But while the traditional IT set may not be pivoting to life sciences, there is definitely more capital and buzz flowing into the sector. While it may not boast the same returns as consumer Internet home runs, life sciences deals often impact many more lives far more deeply than the latest social photo sharing app.

Today, Univfy, which provides online fertility tests for those considering in vitro fertilization (IVF), launched and announced an accompanying charitable campaign. The company uses technology developed through Stanford University research that gives couples personalized analytics that can help predict the likely success rates of IVF and help them make informed decisions. Oddly enough, the company has refused to tell us how they are funded or whether they are venture backed. We’re not sure why. There’s similarly, no information we could find on its website about it.

Univfy offers two online personal health data questionnaires that patients complete in the privacy of their own homes. PreIVF is designed for women considering IVF for the first time, while PredictIVF is aimed at those women who have had IVF previously and are considering another IVF treatment. Accompanying each questionnaire are two simple laboratory tests, which many users will have already received from their infertility doctors. Women will need to complete a hormonal blood test called Day 3 FSH, while men will need to undergo a semen analysis.

Univfy gathers data from these tests and the submitted questionnaires and compares it to thousands of previous IVF cycles. The result is a quick personalized prediction of IVF success that is the company says is 1,000 times more accurate than current age-based estimates. The company describes this as the industry’s first “validated and quantified measure of a patient’s personalized chances of success with IVF.” It’s like 23andMe for your fertility– as opposed to genetic– future.

====

*QUESTIONS ON THE MATERIAL:*
1. Please say whether each statement agrees with the Univfy article, answering yes or no and quoting the words that decide it. (a) PredictIVF is meant for women considering IVF for the first time. (b) Men need to undergo a semen analysis. (c) The company told the writers whether it is venture backed.
2. Carry on the Univfy article from the point where it stops.

*DATA FOR ANALYSIS:*
====

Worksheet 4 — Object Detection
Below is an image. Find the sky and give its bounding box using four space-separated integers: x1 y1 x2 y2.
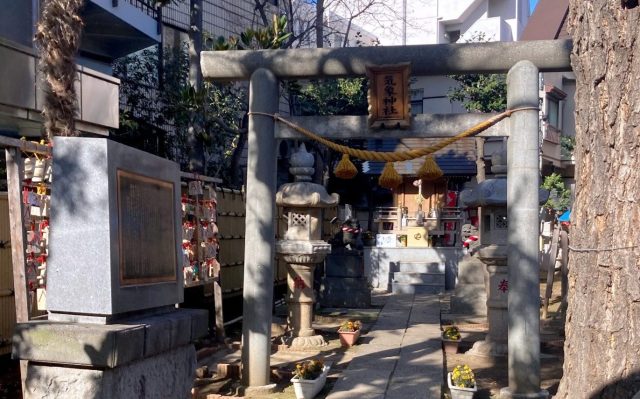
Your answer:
529 0 538 14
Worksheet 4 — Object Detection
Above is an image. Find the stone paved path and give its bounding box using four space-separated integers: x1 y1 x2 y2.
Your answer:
327 294 443 399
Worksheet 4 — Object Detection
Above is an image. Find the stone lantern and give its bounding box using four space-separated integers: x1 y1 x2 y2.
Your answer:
460 153 509 356
276 144 339 348
460 152 548 356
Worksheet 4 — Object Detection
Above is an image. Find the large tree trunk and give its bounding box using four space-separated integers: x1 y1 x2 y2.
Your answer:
35 0 84 139
557 0 640 399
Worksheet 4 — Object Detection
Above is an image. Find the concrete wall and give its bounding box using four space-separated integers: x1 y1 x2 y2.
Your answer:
0 38 120 137
0 0 38 48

====

*OUTPUTS IN ORDER:*
1.
(a) No: "PreIVF is designed for women considering IVF for the first time, while PredictIVF is aimed at those women who have had IVF previously"
(b) Yes: "while men will need to undergo a semen analysis"
(c) No: "the company has refused to tell us how they are funded or whether they are venture backed"

2.
“We believe the delivery of highly personalized prognostics enables patients to make more confident decisions about their treatment options and to access care sooner,” says Univfy co-founder and CEO Mylene Yao, M.D..

Univfy PreIVF costs $99, while PredictIVF cost $350. It’s a consumer-friendly price point, given the tens of thousands of dollars families spend on fertility treatments. Unlike other biotech companies, Univfy doesn’t have the financial and regulatory burden of FDA testing, because the tests don’t diagnose any diseases, or advise patients towards any particular treatment.

In conjunction with its launch, the company announced a partnership with RESOLVE: the National Infertility Association, a non-profit that helps couples struggling with infertility. The startup will donate 5 percent of the proceeds of the online sales of its Univfy tests to RESOLVE.

While personalized medicine has been a much-buzzed about promise since the genome was decoded, Unify’s approach hits at a big market looking for better solutions, with a reasonable price point. It may take a while– like 23andme– to find mainstream adoption, but the need is definitely there.